**Written problem**: Rewrite the lines below as a numbered list, leaving out any blank lines.

**Source records**:
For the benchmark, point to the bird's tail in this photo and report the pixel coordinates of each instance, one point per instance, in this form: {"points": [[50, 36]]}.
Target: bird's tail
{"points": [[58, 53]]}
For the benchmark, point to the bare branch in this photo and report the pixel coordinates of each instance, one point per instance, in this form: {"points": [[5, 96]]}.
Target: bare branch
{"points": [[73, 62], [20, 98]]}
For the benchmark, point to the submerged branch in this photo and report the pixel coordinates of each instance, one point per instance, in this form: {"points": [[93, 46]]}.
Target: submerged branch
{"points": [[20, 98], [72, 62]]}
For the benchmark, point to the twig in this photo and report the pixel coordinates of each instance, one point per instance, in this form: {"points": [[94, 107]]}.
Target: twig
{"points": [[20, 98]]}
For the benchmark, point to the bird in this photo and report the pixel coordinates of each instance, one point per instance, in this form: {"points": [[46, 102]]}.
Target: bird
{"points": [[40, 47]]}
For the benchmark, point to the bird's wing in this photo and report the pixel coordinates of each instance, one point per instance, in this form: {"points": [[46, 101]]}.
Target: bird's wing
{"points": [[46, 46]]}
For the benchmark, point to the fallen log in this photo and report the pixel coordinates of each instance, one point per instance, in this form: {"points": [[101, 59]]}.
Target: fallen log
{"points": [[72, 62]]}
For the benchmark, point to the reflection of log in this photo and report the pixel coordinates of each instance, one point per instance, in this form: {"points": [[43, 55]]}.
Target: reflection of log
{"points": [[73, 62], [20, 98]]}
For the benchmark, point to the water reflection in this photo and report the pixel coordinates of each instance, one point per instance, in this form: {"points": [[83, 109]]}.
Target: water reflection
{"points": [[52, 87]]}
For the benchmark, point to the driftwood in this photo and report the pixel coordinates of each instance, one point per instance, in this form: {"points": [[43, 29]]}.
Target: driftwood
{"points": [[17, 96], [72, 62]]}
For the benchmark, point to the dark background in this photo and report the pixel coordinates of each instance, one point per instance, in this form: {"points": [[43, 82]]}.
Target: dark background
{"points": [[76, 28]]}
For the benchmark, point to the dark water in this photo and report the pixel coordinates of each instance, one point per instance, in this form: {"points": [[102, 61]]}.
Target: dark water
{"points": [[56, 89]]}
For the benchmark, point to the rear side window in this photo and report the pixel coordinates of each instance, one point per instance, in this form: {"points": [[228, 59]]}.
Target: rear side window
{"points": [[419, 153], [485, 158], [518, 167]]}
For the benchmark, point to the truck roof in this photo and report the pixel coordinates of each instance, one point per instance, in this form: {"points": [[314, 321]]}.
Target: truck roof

**Output below**:
1. For the benchmark, point to the bird's tail in this photo and report the pixel coordinates of each instance, one point per instance, in this form: {"points": [[50, 36]]}.
2. Target: bird's tail
3. {"points": [[58, 53]]}
4. For the benchmark, point to the bare branch in this photo and report the pixel coordinates of each instance, one point per instance, in this form: {"points": [[5, 96]]}.
5. Target: bare branch
6. {"points": [[73, 62], [20, 98]]}
7. For the benchmark, point to the submerged branch in this photo and report the pixel coordinates of each instance, one point per instance, in this form: {"points": [[93, 46]]}.
8. Target: submerged branch
9. {"points": [[20, 98], [72, 62]]}
10. For the benchmark, point to the twig in this photo and report the pixel coordinates of each instance, one point per instance, in this form: {"points": [[94, 107]]}.
11. Target: twig
12. {"points": [[20, 98]]}
13. For the benchmark, point to the bird in this photo and report the pixel coordinates of each instance, one point per instance, in this form: {"points": [[46, 102]]}.
14. Target: bird
15. {"points": [[40, 47]]}
16. For the benchmark, point to the bird's wing in this photo and report the pixel coordinates of each instance, one point per instance, in this form: {"points": [[46, 101]]}.
17. Target: bird's wing
18. {"points": [[46, 46]]}
19. For the benchmark, point to the fallen log in this photo and report the pixel coordinates of each instance, one point per instance, in this form: {"points": [[101, 59]]}.
20. Target: fallen log
21. {"points": [[72, 62]]}
22. For the benchmark, point to the reflection of log in this photo and report the pixel coordinates of each instance, one point per instance, in this form: {"points": [[43, 55]]}.
23. Target: reflection of log
24. {"points": [[73, 62], [20, 98]]}
25. For the benchmark, point to the water reflection in this photo and report the pixel coordinates of each instance, one point per instance, in this form: {"points": [[83, 109]]}.
26. Target: water reflection
27. {"points": [[52, 87]]}
28. For the benchmark, point to the driftwood in this photo and report the pixel coordinates of each instance, one point per instance, in this form: {"points": [[43, 29]]}.
29. Target: driftwood
30. {"points": [[17, 96], [72, 62]]}
31. For the benchmark, point to the dark background in this photo and report the pixel coordinates of each instance, one point per instance, in this form: {"points": [[43, 82]]}.
32. Target: dark background
33. {"points": [[76, 28]]}
34. For the benchmark, point to the dark water in this photo and report the pixel coordinates of each instance, one point per instance, in this form: {"points": [[102, 61]]}.
35. Target: dark water
36. {"points": [[56, 89]]}
37. For the benchmark, point to the rear side window in this photo and report the pixel coordinates of each instance, one point per instance, in this form: {"points": [[228, 59]]}.
38. Target: rear side window
39. {"points": [[419, 153], [485, 158], [518, 167]]}
40. For the benchmark, point to the truck roof in this photo and report the pixel coordinates of each instance, one point per instance, in this form: {"points": [[314, 321]]}.
41. Target: truck roof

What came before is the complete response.